Please give back word for word the lines of the material below between the line containing "Target: pointed spire finial" and the line containing "Target: rectangular window", inclusive.

★ ★ ★ ★ ★

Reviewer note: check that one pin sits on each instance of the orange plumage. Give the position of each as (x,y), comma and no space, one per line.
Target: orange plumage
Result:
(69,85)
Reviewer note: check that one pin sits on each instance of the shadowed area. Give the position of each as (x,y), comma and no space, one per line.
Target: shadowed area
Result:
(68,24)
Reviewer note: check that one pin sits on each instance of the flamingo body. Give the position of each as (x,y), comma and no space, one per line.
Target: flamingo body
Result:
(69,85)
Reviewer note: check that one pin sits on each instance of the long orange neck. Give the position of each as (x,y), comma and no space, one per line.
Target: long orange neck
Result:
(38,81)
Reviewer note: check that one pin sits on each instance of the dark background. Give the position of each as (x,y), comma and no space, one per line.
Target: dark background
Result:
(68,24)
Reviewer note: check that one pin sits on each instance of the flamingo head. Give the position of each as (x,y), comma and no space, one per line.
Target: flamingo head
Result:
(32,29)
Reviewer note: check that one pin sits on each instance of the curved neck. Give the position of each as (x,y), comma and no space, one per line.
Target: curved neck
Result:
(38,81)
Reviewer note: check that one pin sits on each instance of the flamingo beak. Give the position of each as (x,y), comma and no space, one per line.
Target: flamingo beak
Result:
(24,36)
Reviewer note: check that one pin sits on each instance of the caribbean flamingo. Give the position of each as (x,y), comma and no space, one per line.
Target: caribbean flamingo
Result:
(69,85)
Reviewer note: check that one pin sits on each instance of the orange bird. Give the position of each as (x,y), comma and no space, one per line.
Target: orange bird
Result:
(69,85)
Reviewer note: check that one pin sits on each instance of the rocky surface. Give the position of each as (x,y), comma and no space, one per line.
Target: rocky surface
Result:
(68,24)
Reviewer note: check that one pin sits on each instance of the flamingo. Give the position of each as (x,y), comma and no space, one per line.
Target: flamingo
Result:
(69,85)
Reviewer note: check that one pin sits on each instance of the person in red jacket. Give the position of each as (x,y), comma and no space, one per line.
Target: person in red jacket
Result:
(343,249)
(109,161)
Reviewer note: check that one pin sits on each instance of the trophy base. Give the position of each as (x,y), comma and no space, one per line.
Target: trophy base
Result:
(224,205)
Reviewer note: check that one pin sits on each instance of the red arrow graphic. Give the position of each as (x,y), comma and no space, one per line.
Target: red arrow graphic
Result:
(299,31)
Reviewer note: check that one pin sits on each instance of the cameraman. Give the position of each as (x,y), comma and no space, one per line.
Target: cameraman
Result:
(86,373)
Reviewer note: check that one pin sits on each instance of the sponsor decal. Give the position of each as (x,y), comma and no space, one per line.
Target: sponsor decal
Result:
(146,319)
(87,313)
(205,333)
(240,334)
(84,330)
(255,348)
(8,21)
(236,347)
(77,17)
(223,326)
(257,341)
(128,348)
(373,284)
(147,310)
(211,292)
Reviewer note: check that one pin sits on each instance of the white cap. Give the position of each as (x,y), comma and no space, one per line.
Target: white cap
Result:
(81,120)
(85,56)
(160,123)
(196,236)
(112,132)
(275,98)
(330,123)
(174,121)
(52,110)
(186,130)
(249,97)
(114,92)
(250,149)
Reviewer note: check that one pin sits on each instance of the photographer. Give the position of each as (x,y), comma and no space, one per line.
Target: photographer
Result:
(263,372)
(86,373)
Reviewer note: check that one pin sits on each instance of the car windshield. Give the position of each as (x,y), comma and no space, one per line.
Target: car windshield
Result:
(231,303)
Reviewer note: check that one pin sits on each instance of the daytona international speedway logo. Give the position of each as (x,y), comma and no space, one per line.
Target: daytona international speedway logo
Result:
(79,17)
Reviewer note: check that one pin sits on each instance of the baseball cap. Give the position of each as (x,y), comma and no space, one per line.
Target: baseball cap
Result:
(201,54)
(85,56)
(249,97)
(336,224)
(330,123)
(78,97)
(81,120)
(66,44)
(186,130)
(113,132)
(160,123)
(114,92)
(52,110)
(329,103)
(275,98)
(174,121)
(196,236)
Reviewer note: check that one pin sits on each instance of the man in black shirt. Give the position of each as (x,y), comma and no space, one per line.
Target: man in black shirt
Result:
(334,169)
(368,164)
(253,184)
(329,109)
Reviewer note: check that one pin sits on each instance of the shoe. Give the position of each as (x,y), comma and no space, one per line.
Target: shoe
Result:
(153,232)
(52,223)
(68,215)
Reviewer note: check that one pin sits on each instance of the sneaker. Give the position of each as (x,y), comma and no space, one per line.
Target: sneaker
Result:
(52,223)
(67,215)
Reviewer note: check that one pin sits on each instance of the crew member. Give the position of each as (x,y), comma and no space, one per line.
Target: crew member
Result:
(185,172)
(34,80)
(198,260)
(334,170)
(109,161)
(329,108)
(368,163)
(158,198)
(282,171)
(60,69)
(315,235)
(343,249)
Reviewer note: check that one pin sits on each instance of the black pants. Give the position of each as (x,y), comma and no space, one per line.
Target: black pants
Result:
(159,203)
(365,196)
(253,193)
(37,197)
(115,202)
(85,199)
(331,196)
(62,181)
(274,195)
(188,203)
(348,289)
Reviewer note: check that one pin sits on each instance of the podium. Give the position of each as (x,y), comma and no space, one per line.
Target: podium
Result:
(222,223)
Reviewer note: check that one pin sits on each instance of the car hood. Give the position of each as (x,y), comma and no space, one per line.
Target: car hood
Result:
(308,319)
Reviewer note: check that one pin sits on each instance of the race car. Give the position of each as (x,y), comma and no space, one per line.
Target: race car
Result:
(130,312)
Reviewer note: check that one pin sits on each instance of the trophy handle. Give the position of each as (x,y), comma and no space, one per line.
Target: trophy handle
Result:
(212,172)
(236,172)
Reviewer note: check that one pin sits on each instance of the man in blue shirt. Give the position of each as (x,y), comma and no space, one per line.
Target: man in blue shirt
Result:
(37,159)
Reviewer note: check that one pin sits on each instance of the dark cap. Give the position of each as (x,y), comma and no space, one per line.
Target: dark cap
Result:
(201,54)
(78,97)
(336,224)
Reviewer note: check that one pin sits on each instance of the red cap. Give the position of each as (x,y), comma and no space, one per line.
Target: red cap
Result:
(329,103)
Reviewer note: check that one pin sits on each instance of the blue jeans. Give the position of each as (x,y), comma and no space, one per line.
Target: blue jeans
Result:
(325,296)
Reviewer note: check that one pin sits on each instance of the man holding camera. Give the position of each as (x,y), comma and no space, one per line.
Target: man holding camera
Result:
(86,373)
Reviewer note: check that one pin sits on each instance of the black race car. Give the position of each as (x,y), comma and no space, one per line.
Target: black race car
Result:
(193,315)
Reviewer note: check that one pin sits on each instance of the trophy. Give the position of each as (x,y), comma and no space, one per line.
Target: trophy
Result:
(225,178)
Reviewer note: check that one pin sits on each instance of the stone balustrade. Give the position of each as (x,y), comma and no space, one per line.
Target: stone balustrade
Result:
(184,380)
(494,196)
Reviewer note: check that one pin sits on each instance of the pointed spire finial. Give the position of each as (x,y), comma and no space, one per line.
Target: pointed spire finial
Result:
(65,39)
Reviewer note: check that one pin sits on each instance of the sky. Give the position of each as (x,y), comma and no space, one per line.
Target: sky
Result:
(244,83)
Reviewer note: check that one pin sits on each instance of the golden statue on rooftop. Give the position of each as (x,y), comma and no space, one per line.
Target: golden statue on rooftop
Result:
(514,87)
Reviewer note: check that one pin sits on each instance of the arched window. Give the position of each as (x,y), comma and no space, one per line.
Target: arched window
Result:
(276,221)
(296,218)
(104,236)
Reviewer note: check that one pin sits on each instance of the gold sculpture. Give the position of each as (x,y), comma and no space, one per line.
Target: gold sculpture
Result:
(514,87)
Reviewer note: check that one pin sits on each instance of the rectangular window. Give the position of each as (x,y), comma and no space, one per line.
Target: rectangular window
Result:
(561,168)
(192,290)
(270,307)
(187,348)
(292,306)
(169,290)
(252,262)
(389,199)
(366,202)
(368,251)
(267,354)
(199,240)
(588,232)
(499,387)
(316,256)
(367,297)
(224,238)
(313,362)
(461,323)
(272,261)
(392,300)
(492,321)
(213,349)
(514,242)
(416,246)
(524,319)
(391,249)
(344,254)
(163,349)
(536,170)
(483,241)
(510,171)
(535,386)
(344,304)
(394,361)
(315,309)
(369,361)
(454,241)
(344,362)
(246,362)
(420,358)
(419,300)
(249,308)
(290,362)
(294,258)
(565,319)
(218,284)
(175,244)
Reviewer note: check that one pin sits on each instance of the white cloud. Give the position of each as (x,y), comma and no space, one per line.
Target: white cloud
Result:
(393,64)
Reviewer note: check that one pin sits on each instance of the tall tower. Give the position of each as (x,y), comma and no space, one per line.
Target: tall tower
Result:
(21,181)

★ ★ ★ ★ ★

Solution:
Target: pointed spire finial
Result:
(65,39)
Reviewer note: check that one pin sits on each instance of the sky. Give the position of each as (x,y), comma and no space, one per line.
Target: sky
Result:
(244,83)
Reviewer note: check that one pin sits on each instance of the golden statue on rooftop. Give the position of each as (x,y), comma and no space, one per line.
Target: golden statue on rooftop
Result:
(514,87)
Reviewer note: check that one pin sits on each instance of the arched window. Give the position of each as (x,y), comma and no space, one per line.
Target: arched window
Result:
(276,221)
(296,218)
(104,236)
Reviewer note: check that one pin sits on each instance of the gold sculpture. Give the position of each as (x,y), comma and no space, one per line.
Target: gold sculpture
Result:
(514,87)
Reviewer note: check that one pin sits on each instance of the rectangular window. Give the position of each as (x,y), comma and no space, one per line.
Target: rectangular window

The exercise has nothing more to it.